» **所给摘录**
In [1]:
import pandas as pd
import numpy as np
import xgboost as xgb
from tqdm import tqdm
from sklearn.svm import SVC
from tensorflow.keras.models import Sequential
from tensorflow.keras.layers import LSTM, GRU, Embedding, Dense, Activation, Dropout, BatchNormalization
from tensorflow.keras.layers import GlobalMaxPooling1D, Conv1D, MaxPooling1D, Flatten, Bidirectional, SpatialDropout1D
from tensorflow.keras.preprocessing import text, sequence
from tensorflow.keras.callbacks import EarlyStopping
from sklearn import preprocessing, decomposition, model_selection, metrics, pipeline
from sklearn.model_selection import GridSearchCV
from sklearn.feature_extraction.text import TfidfVectorizer, CountVectorizer
from sklearn.decomposition import TruncatedSVD
from sklearn.linear_model import LogisticRegression
from sklearn.metrics import classification_report
from sklearn.model_selection import train_test_split
from sklearn.naive_bayes import MultinomialNB
from nltk import word_tokenize

In [2]:
data = pd.read_excel(r'D:\datasets\Chinese_NLP6474\复旦大学中文文本分类语料.xlsx', 'sheet1')

In [3]:
data.head()

Unnamed: 0,分类,正文
0,艺术,﻿【 文献号 】1-2432\n【原文出处】出版发行研究\n【原刊地名】京\n【原刊期号】1...
1,艺术,﻿【 文献号 】1-2435\n【原文出处】扬州师院学报：社科版\n【原刊期号】199504...
2,艺术,﻿【 文献号 】1-2785\n【原文出处】南通师专学报：社科版\n【原刊期号】199503...
3,艺术,﻿【 文献号 】1-3021\n【原文出处】社会科学战线\n【原刊地名】长春\n【原刊期号】...
4,艺术,﻿【 文献号 】1-3062\n【原文出处】上海文化\n【原刊期号】199505\n【原刊页...


In [4]:
import jieba
# jieba.enable_parallel(64)
data['文本分词'] = data['正文'].apply(lambda i: jieba.cut(i))

In [5]:
data['文本分词'] =[' '.join(i) for i in data['文本分词']]

Building prefix dict from the default dictionary ...
Loading model from cache C:\Users\ADMINI~1\AppData\Local\Temp\jieba.cache
Loading model cost 0.701 seconds.
Prefix dict has been built successfully.

» **记录信息**
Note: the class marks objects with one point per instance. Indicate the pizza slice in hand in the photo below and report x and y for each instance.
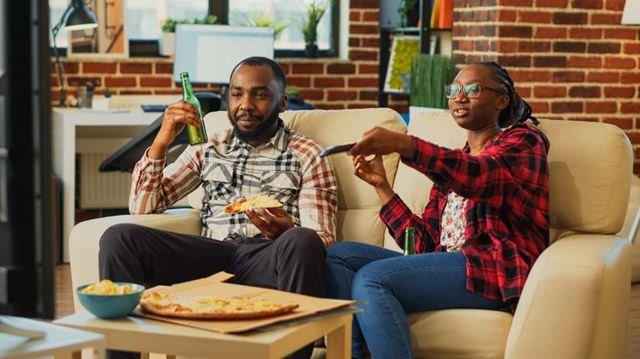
(243, 205)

» **任务 1**
根据摘录回答下列问题：
(a) 读取数据时指定的工作表名称是什么？
(b) GridSearchCV 是从哪个模块导入的？
(c) 加载分词模型耗时多少秒？
» **任务 2**
请将摘录中从“2,艺术,﻿【 文献号 】1-2785\n【原文出处】南通师专学报：社科版\n【原刊期号】199503...”一直到“# jieba.enable_parallel(64)”的全部内容原样抄写下来。
上述各行与此处内容无关。

» **参考解答 1**
(a) sheet1
(b) sklearn.model_selection
(c) 0.701 秒

» **参考解答 2**
2,艺术,﻿【 文献号 】1-2785\n【原文出处】南通师专学报：社科版\n【原刊期号】199503...
3,艺术,﻿【 文献号 】1-3021\n【原文出处】社会科学战线\n【原刊地名】长春\n【原刊期号】...
4,艺术,﻿【 文献号 】1-3062\n【原文出处】上海文化\n【原刊期号】199505\n【原刊页...


In [4]:
import jieba
# jieba.enable_parallel(64)